[The task] Return every line of the records below verbatim, with no pictures in the copy.

───

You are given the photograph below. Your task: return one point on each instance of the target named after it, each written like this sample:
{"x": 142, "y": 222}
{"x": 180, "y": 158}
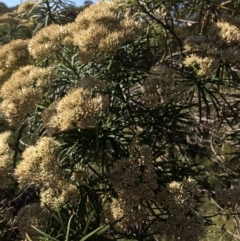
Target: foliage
{"x": 121, "y": 122}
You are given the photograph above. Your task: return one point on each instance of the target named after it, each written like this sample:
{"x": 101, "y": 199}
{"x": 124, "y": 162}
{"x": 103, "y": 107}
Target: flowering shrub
{"x": 120, "y": 122}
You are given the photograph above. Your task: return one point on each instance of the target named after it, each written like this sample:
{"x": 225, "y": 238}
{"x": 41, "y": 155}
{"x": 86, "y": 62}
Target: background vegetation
{"x": 119, "y": 120}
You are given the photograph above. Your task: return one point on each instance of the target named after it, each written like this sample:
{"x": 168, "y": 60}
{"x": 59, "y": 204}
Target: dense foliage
{"x": 119, "y": 121}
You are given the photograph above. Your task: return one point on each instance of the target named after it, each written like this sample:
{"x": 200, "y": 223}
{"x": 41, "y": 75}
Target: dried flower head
{"x": 48, "y": 40}
{"x": 134, "y": 180}
{"x": 99, "y": 30}
{"x": 32, "y": 215}
{"x": 26, "y": 6}
{"x": 226, "y": 33}
{"x": 78, "y": 109}
{"x": 182, "y": 222}
{"x": 23, "y": 91}
{"x": 39, "y": 163}
{"x": 12, "y": 56}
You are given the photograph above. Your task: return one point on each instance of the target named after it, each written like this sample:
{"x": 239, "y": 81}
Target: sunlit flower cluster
{"x": 12, "y": 56}
{"x": 39, "y": 166}
{"x": 26, "y": 6}
{"x": 48, "y": 40}
{"x": 23, "y": 91}
{"x": 100, "y": 30}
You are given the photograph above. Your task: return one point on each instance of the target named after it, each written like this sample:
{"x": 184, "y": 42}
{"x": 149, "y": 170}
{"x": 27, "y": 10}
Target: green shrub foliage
{"x": 119, "y": 121}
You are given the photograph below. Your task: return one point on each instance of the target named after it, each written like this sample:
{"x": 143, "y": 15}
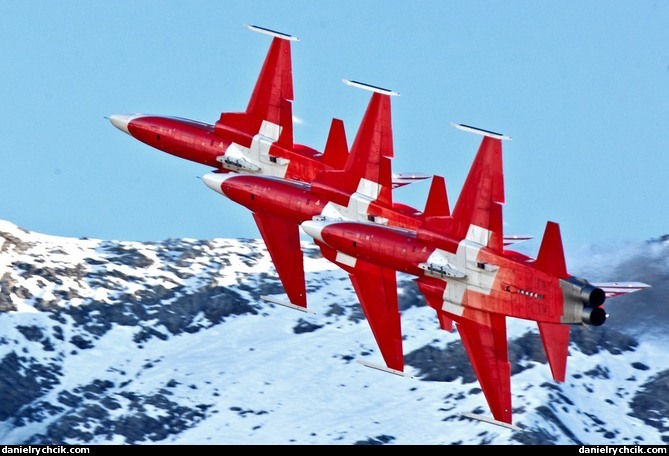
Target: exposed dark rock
{"x": 23, "y": 380}
{"x": 378, "y": 440}
{"x": 304, "y": 326}
{"x": 651, "y": 402}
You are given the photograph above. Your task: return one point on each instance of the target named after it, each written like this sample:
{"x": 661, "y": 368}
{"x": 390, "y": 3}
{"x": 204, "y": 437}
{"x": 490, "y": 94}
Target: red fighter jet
{"x": 257, "y": 141}
{"x": 361, "y": 191}
{"x": 469, "y": 278}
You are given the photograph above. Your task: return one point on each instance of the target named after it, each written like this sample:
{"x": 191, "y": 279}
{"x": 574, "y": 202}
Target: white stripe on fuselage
{"x": 358, "y": 203}
{"x": 479, "y": 277}
{"x": 258, "y": 153}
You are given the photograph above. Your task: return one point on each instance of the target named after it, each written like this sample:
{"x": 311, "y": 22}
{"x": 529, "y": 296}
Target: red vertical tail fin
{"x": 551, "y": 253}
{"x": 368, "y": 166}
{"x": 269, "y": 111}
{"x": 478, "y": 212}
{"x": 336, "y": 147}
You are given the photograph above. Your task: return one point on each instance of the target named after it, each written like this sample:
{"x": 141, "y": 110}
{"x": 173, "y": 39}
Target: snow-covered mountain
{"x": 108, "y": 342}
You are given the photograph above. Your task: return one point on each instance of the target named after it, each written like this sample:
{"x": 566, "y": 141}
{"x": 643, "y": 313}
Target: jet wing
{"x": 612, "y": 289}
{"x": 555, "y": 338}
{"x": 376, "y": 288}
{"x": 483, "y": 335}
{"x": 282, "y": 239}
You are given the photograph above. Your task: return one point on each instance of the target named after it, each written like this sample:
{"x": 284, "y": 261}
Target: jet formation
{"x": 343, "y": 199}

───

[Final result]
You are given the photograph below. Your task: return one point on each instance of the target named after it, each written like this sample:
{"x": 142, "y": 222}
{"x": 180, "y": 158}
Target: foliage
{"x": 121, "y": 122}
You are given the photograph above. Your task: return one point on each instance of the target named after it, each written like this sample:
{"x": 101, "y": 199}
{"x": 124, "y": 162}
{"x": 103, "y": 107}
Target: flowering shrub
{"x": 120, "y": 122}
You are given the photograph above. Your task: return one point on each instance of the target named after it, each written like this sample:
{"x": 225, "y": 238}
{"x": 41, "y": 155}
{"x": 86, "y": 62}
Target: background vegetation
{"x": 119, "y": 120}
You are given the photograph above. Your task: return one point on each instance of the target named after it, each written like this sample:
{"x": 168, "y": 60}
{"x": 59, "y": 204}
Target: dense foliage
{"x": 119, "y": 121}
You are given the photograph above. Your task: return one point on each instance of the target named after it, each written like this sample:
{"x": 200, "y": 223}
{"x": 41, "y": 75}
Target: dried flower head
{"x": 48, "y": 40}
{"x": 134, "y": 180}
{"x": 99, "y": 30}
{"x": 32, "y": 215}
{"x": 26, "y": 6}
{"x": 226, "y": 33}
{"x": 78, "y": 109}
{"x": 182, "y": 222}
{"x": 23, "y": 91}
{"x": 39, "y": 163}
{"x": 12, "y": 56}
You are given the photograph above. Your task: return one point on each instance of the target named after it, each written like this sample:
{"x": 239, "y": 81}
Target: sunlit flower cluster
{"x": 12, "y": 56}
{"x": 39, "y": 166}
{"x": 26, "y": 6}
{"x": 48, "y": 40}
{"x": 23, "y": 91}
{"x": 100, "y": 30}
You are given the photograph above. Your task: return one point on each instance of the target named after it, each written like this sample:
{"x": 184, "y": 42}
{"x": 149, "y": 170}
{"x": 27, "y": 10}
Target: green shrub foliage
{"x": 119, "y": 121}
You are given the photograph below. Your task: return one point on each instance of the target named after it, each written like this sample:
{"x": 143, "y": 15}
Target: exposed dark rock
{"x": 23, "y": 380}
{"x": 378, "y": 440}
{"x": 304, "y": 326}
{"x": 651, "y": 402}
You are given the photograph above. Your task: return one point on each instance of the target named after it, each written like this sample:
{"x": 661, "y": 368}
{"x": 390, "y": 3}
{"x": 204, "y": 437}
{"x": 490, "y": 94}
Target: red fighter jet
{"x": 257, "y": 141}
{"x": 361, "y": 191}
{"x": 469, "y": 278}
You are given the photograph above. Your task: return one point on each instance of the target named after it, each written like this sample:
{"x": 191, "y": 279}
{"x": 574, "y": 202}
Target: white stripe on fuselage
{"x": 358, "y": 203}
{"x": 479, "y": 277}
{"x": 258, "y": 153}
You are given the photograph above. Your task: return one point on each instance of the target named after it, each written like this sample:
{"x": 311, "y": 22}
{"x": 529, "y": 296}
Target: red vertical tail fin
{"x": 551, "y": 253}
{"x": 368, "y": 166}
{"x": 269, "y": 111}
{"x": 478, "y": 212}
{"x": 336, "y": 147}
You are given the photograph above. Your task: return one point on each instance of the target named after it, each written like this sample:
{"x": 141, "y": 110}
{"x": 173, "y": 39}
Target: snow-covered mountain
{"x": 108, "y": 342}
You are given the photograph above. Your task: return one point on each instance of the target named after it, each written like this sample:
{"x": 566, "y": 141}
{"x": 643, "y": 313}
Target: jet wing
{"x": 612, "y": 289}
{"x": 555, "y": 338}
{"x": 376, "y": 288}
{"x": 483, "y": 335}
{"x": 282, "y": 239}
You are given the photograph above. Your task: return one point on each instance of the target named after it, each written like this sample:
{"x": 284, "y": 261}
Target: jet formation
{"x": 343, "y": 199}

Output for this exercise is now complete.